INPUT FOR THIS TASK START

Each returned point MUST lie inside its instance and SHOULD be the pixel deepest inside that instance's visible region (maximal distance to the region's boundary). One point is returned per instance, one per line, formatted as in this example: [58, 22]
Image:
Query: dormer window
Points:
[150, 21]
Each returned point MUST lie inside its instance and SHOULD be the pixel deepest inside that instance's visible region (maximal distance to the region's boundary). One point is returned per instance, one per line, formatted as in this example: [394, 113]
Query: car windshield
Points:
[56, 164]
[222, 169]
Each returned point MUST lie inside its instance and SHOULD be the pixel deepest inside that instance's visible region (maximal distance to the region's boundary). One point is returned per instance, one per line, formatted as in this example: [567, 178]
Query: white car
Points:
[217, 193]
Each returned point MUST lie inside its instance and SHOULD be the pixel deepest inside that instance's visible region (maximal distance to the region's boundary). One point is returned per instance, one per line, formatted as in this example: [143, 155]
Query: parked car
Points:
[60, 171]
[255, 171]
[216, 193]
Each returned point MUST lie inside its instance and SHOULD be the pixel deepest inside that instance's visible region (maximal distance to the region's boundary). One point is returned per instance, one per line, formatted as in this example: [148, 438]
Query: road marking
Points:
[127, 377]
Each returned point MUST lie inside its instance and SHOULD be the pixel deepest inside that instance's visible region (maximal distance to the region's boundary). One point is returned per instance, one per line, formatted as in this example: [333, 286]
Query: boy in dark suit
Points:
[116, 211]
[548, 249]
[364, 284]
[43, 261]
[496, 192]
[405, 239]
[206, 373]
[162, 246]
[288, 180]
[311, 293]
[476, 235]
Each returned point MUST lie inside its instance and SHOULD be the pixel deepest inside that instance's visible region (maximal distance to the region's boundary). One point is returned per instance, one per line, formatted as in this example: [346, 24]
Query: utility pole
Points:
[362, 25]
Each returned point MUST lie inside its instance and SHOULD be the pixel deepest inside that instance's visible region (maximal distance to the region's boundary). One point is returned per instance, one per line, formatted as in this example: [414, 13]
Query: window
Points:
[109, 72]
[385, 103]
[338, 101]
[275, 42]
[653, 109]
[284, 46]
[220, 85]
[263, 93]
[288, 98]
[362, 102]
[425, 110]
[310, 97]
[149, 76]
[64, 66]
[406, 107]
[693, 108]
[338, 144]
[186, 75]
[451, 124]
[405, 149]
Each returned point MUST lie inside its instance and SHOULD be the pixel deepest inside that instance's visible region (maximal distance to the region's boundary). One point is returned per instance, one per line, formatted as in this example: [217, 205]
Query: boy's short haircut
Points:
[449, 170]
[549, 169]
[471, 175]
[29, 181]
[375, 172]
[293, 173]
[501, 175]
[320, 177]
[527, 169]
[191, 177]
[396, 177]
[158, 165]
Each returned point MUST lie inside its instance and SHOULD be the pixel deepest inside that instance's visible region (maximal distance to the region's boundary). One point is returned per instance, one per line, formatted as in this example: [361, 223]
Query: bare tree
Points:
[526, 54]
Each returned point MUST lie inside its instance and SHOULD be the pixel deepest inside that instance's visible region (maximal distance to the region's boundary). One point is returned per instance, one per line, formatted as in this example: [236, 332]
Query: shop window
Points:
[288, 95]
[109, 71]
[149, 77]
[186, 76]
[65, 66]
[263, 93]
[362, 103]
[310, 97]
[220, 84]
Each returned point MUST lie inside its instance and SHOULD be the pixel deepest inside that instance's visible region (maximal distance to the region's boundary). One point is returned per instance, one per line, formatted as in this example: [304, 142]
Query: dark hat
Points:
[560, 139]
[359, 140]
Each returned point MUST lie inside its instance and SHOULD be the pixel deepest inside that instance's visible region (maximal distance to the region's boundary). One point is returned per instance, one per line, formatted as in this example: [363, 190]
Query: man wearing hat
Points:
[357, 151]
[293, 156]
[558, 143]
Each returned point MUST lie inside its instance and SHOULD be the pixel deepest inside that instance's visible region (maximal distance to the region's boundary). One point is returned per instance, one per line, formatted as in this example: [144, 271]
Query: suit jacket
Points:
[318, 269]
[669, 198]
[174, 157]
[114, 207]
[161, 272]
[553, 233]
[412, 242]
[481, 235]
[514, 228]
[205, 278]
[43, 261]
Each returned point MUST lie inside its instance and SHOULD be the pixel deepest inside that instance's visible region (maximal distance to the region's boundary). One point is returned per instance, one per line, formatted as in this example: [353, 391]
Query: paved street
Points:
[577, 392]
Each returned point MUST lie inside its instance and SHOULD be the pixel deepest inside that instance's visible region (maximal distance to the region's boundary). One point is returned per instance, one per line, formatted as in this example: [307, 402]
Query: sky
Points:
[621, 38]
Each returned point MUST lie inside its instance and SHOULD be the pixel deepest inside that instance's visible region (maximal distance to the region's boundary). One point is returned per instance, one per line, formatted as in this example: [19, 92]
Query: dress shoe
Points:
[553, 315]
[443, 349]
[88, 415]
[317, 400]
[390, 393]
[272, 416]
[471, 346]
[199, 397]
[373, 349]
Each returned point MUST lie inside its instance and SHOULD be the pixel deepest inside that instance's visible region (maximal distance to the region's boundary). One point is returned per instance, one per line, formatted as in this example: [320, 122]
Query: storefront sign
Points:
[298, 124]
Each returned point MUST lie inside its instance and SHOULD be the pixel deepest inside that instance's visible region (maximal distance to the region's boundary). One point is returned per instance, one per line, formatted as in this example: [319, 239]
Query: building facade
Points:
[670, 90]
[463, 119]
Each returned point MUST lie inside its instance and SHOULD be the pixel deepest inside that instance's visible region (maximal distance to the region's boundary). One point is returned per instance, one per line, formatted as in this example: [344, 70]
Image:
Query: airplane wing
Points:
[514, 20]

INPUT FOR THIS TASK END

§ **TASK GOAL**
Nothing in the data should be altered; please repeat it exactly.

§ **RESPONSE**
Each returned point MUST lie inside its instance and SHOULD be the pixel deepest inside that instance's visible region (maximal distance to the region's boundary). One point is returned per instance, one per line, formatted as in this example: [58, 22]
Image:
Query: dormer window
Points:
[150, 21]
Each returned point MUST lie inside its instance and SHOULD be the pixel deepest inside that instance's visible region (maximal distance to the region's boundary). One point is returned per instance, one per line, formatted as in this example: [394, 113]
Query: car windshield
Points:
[56, 164]
[222, 169]
Each returned point MUST lie inside its instance and SHOULD be the pixel deepest inside that instance's visible region (maximal distance to the region's boundary). One point is returned per instance, one per line, formatted as in this example: [567, 178]
Query: white car
Points:
[217, 193]
Each returned point MUST lie inside its instance and SHOULD be the pixel deepest inside that instance's visible region (maximal distance to the region's boundary). One point is returned per instance, one per line, formatted as in this example: [143, 155]
Query: parked car
Points:
[60, 171]
[255, 171]
[216, 193]
Each returned point MUST lie inside its instance and SHOULD be the pixel deepest inside that instance's visible region (maximal distance to the region's boundary). One point is returned per instance, one per line, formatted as in this example: [148, 438]
Query: road marking
Points:
[127, 377]
Each returned point MUST lie inside its instance and SHOULD be the pixel deepest inside that instance's visible region (maximal distance to the region's boundary). One point is returned per instance, one per line, formatted as in this example: [333, 286]
Query: boy in dark suit
Points:
[116, 211]
[548, 249]
[364, 284]
[43, 261]
[496, 192]
[405, 239]
[206, 373]
[162, 246]
[288, 180]
[311, 293]
[476, 235]
Each returned point MUST lie inside its instance and SHOULD be the pixel deepest inside that instance's visible region (maximal distance to the region's boundary). One point is returned per instance, one per line, formatted as in this example: [346, 24]
Query: utility pole
Points:
[362, 25]
Each returned point MUST lie inside its instance and SHOULD be the pixel deepest inside that instance's visible region (maximal distance to the region's boundary). One point is returned per instance, one per line, formatted as in this example: [414, 13]
Query: window
Points:
[109, 72]
[385, 103]
[338, 101]
[275, 42]
[653, 109]
[284, 46]
[220, 85]
[263, 93]
[288, 98]
[362, 102]
[425, 110]
[310, 97]
[149, 76]
[64, 66]
[406, 107]
[693, 108]
[338, 144]
[186, 75]
[451, 124]
[405, 149]
Each returned point MUST lie inside its instance and SHOULD be the pixel deepest inside that instance's visible region (maximal distance to the region's boundary). One point is returned per instance, one per line, formatted as in this example: [217, 205]
Query: boy's short haircut
Points:
[449, 170]
[549, 169]
[471, 175]
[29, 181]
[375, 172]
[293, 173]
[501, 175]
[320, 177]
[527, 169]
[191, 177]
[396, 177]
[158, 165]
Each returned point MUST lie inside its instance and SHOULD be the pixel deepest inside that instance's visible region (maximal distance to the region's boundary). One point is returned per instance, one per line, formatted as in this example: [361, 223]
Query: bare tree
Points:
[526, 54]
Each returned point MUST lie inside its instance and SHOULD be the pixel deepest inside that instance's visible region (maximal distance to the region's boundary). One point is returned per instance, one per line, formatted as in this example: [236, 332]
Query: shop window
Points:
[288, 95]
[109, 71]
[149, 77]
[186, 76]
[65, 66]
[263, 93]
[362, 103]
[310, 97]
[220, 84]
Each returned point MUST lie inside its instance and SHOULD be the pixel deepest inside that instance's visible region (maximal distance to the region's boundary). One point is returned per instance, one per line, formatted as in this example: [304, 142]
Query: dark hat
Points:
[560, 139]
[359, 140]
Each returned point MUST lie inside its instance and SHOULD be the pixel deepest inside that instance's visible region (maximal distance to the region's boundary). One point is returned per instance, one per line, formatted as in this example: [363, 190]
Query: man wearing hat
Points:
[357, 151]
[293, 156]
[558, 143]
Each returned point MUST lie inside its instance and SHOULD be the pixel deepest inside that instance's visible region (maximal distance to the region's boundary). One point is returned per instance, one per line, formatted as in this example: [144, 271]
Query: suit jacket
Points:
[318, 269]
[669, 198]
[174, 157]
[114, 207]
[161, 272]
[553, 233]
[412, 242]
[481, 235]
[514, 228]
[205, 278]
[43, 261]
Each returned point MUST lie inside its instance and SHOULD be the pixel deepest inside that instance's visible region (maximal distance to the region's boundary). One point is returned per instance, one per line, formatted as in this example: [353, 391]
Query: paved street
Points:
[577, 392]
Each returned point MUST lie inside its instance and SHOULD be the pixel deepest inside that instance's visible region (maximal distance to the region's boundary). One point is returned per instance, one per line, formatted as in this example: [307, 402]
Query: sky
Points:
[621, 38]
Each returned point MUST lie inside its instance and SHOULD be the pixel deepest inside that instance's visible region (maximal distance to the region's boundary). One point is returned per instance, one per line, formatted as in this example: [19, 92]
Query: dress shoe
Points:
[553, 315]
[443, 349]
[88, 415]
[317, 400]
[390, 393]
[272, 416]
[471, 346]
[199, 397]
[373, 349]
Each returned point MUST lie inside its instance and SHOULD be the pixel deepest inside that instance's visible region (maximal distance to the region's boundary). One point is returned per instance, one per line, formatted as in this example: [320, 122]
Query: storefront sign
Points:
[298, 124]
Each returned point MUST lie inside its instance and SHOULD be the pixel deepest inside that instance's visible region (maximal distance to the region's boundary). One point is returned per instance, one per line, formatted as in this example: [319, 239]
Query: building facade
Points:
[670, 90]
[463, 119]
Each returned point MUST lie inside its instance and SHOULD be the pixel deepest inside that instance's visible region (maximal distance to the region's boundary). One point is returned per instance, one per line, formatted as in this example: [344, 70]
Image:
Query: airplane wing
Points:
[514, 20]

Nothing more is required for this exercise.